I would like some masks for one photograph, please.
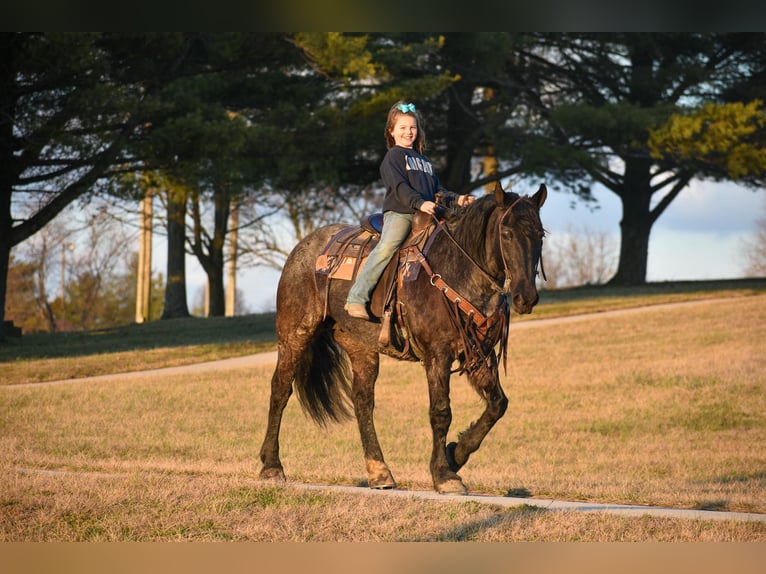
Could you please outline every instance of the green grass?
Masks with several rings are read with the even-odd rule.
[[[214,361],[276,348],[275,314],[172,319],[96,331],[24,335],[0,344],[2,384]]]

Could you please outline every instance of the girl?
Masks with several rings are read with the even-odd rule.
[[[388,152],[380,164],[380,177],[386,187],[383,231],[357,275],[345,305],[349,315],[366,320],[370,318],[367,314],[370,293],[409,235],[412,214],[419,210],[433,215],[437,192],[443,195],[447,206],[457,202],[463,207],[474,200],[473,196],[447,191],[439,183],[431,162],[422,155],[426,136],[414,104],[395,103],[388,112],[384,134]]]

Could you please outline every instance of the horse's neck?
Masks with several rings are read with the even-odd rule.
[[[498,290],[503,281],[502,262],[488,257],[492,251],[488,242],[495,244],[496,239],[490,234],[483,250],[471,250],[455,235],[460,237],[459,230],[444,226],[434,237],[430,253],[426,254],[434,273],[477,307],[486,307],[482,311],[496,308],[502,298]]]

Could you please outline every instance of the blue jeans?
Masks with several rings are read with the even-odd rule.
[[[399,250],[412,229],[412,214],[386,211],[383,214],[383,231],[375,248],[370,251],[364,267],[356,276],[356,281],[348,292],[346,302],[350,305],[366,305],[370,293],[377,285],[380,276]]]

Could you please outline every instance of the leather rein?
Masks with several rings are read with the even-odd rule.
[[[508,207],[508,208],[507,208],[507,209],[506,209],[506,210],[503,212],[503,214],[500,216],[500,219],[497,221],[497,242],[498,242],[498,244],[500,245],[500,259],[501,259],[501,260],[502,260],[502,262],[503,262],[503,273],[505,274],[505,281],[503,282],[503,285],[502,285],[502,287],[501,287],[501,286],[500,286],[500,285],[497,283],[497,281],[495,280],[495,278],[494,278],[494,277],[492,277],[492,275],[490,275],[490,274],[489,274],[487,271],[485,271],[485,270],[484,270],[484,268],[483,268],[481,265],[479,265],[479,262],[478,262],[478,261],[476,261],[476,260],[475,260],[473,257],[471,257],[471,256],[468,254],[468,252],[467,252],[465,249],[463,249],[463,246],[462,246],[462,245],[460,245],[460,244],[459,244],[459,243],[458,243],[458,242],[455,240],[455,238],[454,238],[454,237],[452,237],[452,234],[451,234],[449,231],[447,231],[447,227],[446,227],[446,226],[444,226],[444,225],[442,225],[442,227],[443,227],[443,229],[442,229],[442,230],[444,231],[444,233],[446,233],[446,234],[447,234],[447,237],[449,237],[449,238],[450,238],[450,240],[452,241],[452,243],[454,243],[454,244],[455,244],[455,246],[458,248],[458,250],[459,250],[459,251],[460,251],[460,252],[461,252],[463,255],[465,255],[465,256],[466,256],[466,258],[468,259],[468,261],[470,261],[470,262],[473,264],[473,266],[474,266],[474,267],[476,267],[476,268],[477,268],[477,269],[478,269],[478,270],[481,272],[481,274],[482,274],[482,275],[484,275],[484,277],[486,277],[486,278],[489,280],[489,283],[490,283],[490,285],[492,286],[492,289],[493,289],[494,291],[496,291],[497,293],[500,293],[501,295],[507,295],[507,294],[508,294],[508,292],[509,292],[509,290],[510,290],[510,288],[511,288],[511,279],[513,278],[513,276],[511,275],[511,270],[510,270],[510,269],[508,269],[508,262],[507,262],[507,261],[506,261],[506,259],[505,259],[505,251],[503,250],[503,242],[502,242],[502,240],[500,239],[500,233],[501,233],[501,231],[502,231],[502,228],[503,228],[503,221],[505,221],[505,218],[506,218],[506,216],[507,216],[509,213],[511,213],[511,211],[513,210],[513,208],[514,208],[514,207],[516,207],[516,205],[517,205],[517,204],[518,204],[518,203],[519,203],[519,202],[520,202],[522,199],[524,199],[524,198],[523,198],[523,197],[519,197],[518,199],[516,199],[516,201],[514,201],[514,202],[513,202],[513,203],[510,205],[510,207]]]
[[[455,240],[443,222],[437,221],[437,227],[433,234],[436,235],[438,232],[445,233],[447,237],[449,237],[450,240],[455,244],[458,250],[473,264],[474,267],[476,267],[476,269],[479,270],[482,275],[484,275],[485,278],[489,280],[492,289],[495,292],[503,295],[500,305],[498,305],[495,312],[489,316],[485,316],[476,306],[474,306],[470,301],[465,299],[462,295],[460,295],[460,293],[453,289],[446,281],[444,281],[439,273],[434,273],[433,269],[431,269],[431,266],[428,264],[428,260],[419,248],[412,248],[418,262],[428,274],[431,285],[442,292],[445,297],[445,302],[452,303],[453,305],[453,308],[451,309],[451,318],[453,324],[455,325],[458,333],[462,338],[463,349],[466,356],[466,360],[461,365],[461,367],[457,369],[456,372],[473,371],[482,364],[486,365],[487,367],[490,366],[489,349],[485,350],[484,343],[487,340],[487,337],[491,335],[494,335],[490,341],[491,347],[494,347],[499,340],[502,343],[500,348],[500,358],[503,362],[503,368],[506,368],[510,309],[508,308],[508,302],[505,298],[505,295],[507,295],[510,291],[512,275],[510,269],[508,268],[505,251],[503,249],[501,231],[503,221],[522,199],[524,198],[519,197],[510,205],[510,207],[506,208],[497,223],[498,243],[500,244],[500,258],[503,262],[503,273],[505,274],[505,280],[502,286],[473,257],[471,257],[471,255],[463,248],[462,245],[460,245]],[[542,269],[542,257],[540,258],[540,265]],[[545,277],[545,271],[542,270],[542,272],[543,277]],[[463,312],[463,314],[468,318],[468,321],[464,322],[461,320],[458,310]]]

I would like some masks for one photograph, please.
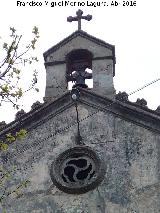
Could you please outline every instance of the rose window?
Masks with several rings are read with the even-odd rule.
[[[67,193],[80,194],[94,189],[104,174],[99,157],[86,146],[64,151],[51,165],[53,183]]]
· · · · · · ·
### Your objective:
Take from the material every line that holds "instance".

### Written reply:
Could you please outline every instance of the green grass?
Could you please outline every instance of the girl?
Could you please outline every instance of the horse's neck?
Could you please outline every instance of the blue jeans?
Could you please outline every instance of the leather rein?
Could you please outline every instance of the rose window?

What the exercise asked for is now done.